◆ To-do list:
[1] Write out the part of the commentary on the Northern Territory Intervention that begins at the words "It is critical" and ends after the words "initiatives for Aboriginal communities.".
[2] Condense the paragraph of the commentary on the Northern Territory Intervention that opens "This history is skillfully recapitulated" into a shorter version that keeps its main facts.
[3] Continue the commentary on the Northern Territory Intervention from its last sentence.

It is critical that both governments [i.e. Australian and Northern Territory] commit to genuine consultation with Aboriginal people in designing initiatives for Aboriginal communities.

The report is dated April 30, 2007.  The first whiff of the Howard Government’s hypocrisy wafted across the Territory when it announced the Intervention a mere six weeks later, claiming that it was forced to act because Claire Martin’s Labor government in the Territory had failed to act in response to the report.  The second blast was double-barreled.  The Northern Territory Emergency Response Act 2007 was tabled in Parliament eight weeks after the announcement of the Intervention: over two hundred pages of legislation prepared remarkably swiftly, so swiftly, in fact, that many suspected it had been in preparation long before Little Children Are Sacred was promulgated.  Furthermore, the act took up none of Little Children‘s recommendations, reinforcing the suggestion that the two were fundamentally unrelated except that the report provided a convenient excuse for the Act.  The legislation confirmed the government’s unwillingness to consult with the communities it affected.

This history is skillfully recapitulated in Our Generation.  News clips from the ABC are integrated with footage of Brough out in communities and Howard addressing the nation.  The tolling bell of Aboriginal dysfunction rings in tandem with pleas for the safety of children until a chilling black and white title appears on the screen: examinations of 4,733 children revealed four cases of “suspected” abuse.

As I watched these scenes repeated in the film, I felt the same disappointment and dismay that I experienced living through the events four years ago.  As events unfolded toward the present day, I was surprised at how moving Rudd’s Apology remains, even in the face of Labor’s continuing support for the program and their continuing refusal to consult with the communities and to listen to the people whose lives are being manipulated and mangled by these policies.  I wonder once again why it is so difficult simply to listen and to hear.

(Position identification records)
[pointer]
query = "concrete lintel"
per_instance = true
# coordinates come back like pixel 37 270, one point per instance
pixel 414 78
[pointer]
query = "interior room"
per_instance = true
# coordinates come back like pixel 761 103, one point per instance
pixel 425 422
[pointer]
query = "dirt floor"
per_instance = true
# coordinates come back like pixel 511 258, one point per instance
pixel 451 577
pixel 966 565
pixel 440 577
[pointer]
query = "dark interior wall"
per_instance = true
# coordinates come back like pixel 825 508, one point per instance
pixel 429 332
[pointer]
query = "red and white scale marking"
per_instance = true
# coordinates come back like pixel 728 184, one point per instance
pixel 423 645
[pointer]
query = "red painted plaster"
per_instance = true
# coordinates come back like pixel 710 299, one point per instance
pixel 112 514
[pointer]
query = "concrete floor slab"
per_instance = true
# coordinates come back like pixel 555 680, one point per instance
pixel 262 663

◆ Response list:
[1]
It is critical that both governments [i.e. Australian and Northern Territory] commit to genuine consultation with Aboriginal people in designing initiatives for Aboriginal communities.

[2] Our Generation retells this history by combining ABC news clips with footage of Brough in communities and Howard addressing the nation. Repeated talk of Aboriginal dysfunction and pleas for children's safety build until a black-and-white title reveals that examinations of 4,733 children found four cases of "suspected" abuse.

[3]
Indeed, one of the great virtues of Our Generation is the opportunity it provides to listen, uninterruptedly, to the voices and the logic of the people most affected. One man says, “Invade our community, invade our families, invade our land, and tell us, tell us, how we should live?  Just can’t do that.  Cause you wouldn’t let me do that to your family.”

Another elder, a woman, talks about how her culture is inextricably bound with her identity, much as her shadow is inseparable from her body.  But the Intervention, she fears, is “eating our shadows.”

The chief spokesman for the Aboriginal point of view in the film is Dr. Djiniyini Gondarra from Galiwin’ku.  In recent weeks, he has been touring through Europe, meeting with representatives from the United Nations and Amnesty International, among others.  On May 15, just days after Our Generation won the award for Best Campaign Film at the London International Documentary Festival, Dr. Gondarra launched a Global Call to Action on Aboriginal Rights in a speech in front of Australia House in London.  (Watch the ABC video and check out the report “Aboriginal elder takes blowtorch to the Intervention.”)

You can find much more information about Our Generation at the film’s website.  You can watch the trailer.  You can buy a copy of the video for public screening at an entirely reasonable cost, or find dates for one of the many community screenings being organized around Australia in the months to come.  Sign the petition.  Take action.  It’s not too late.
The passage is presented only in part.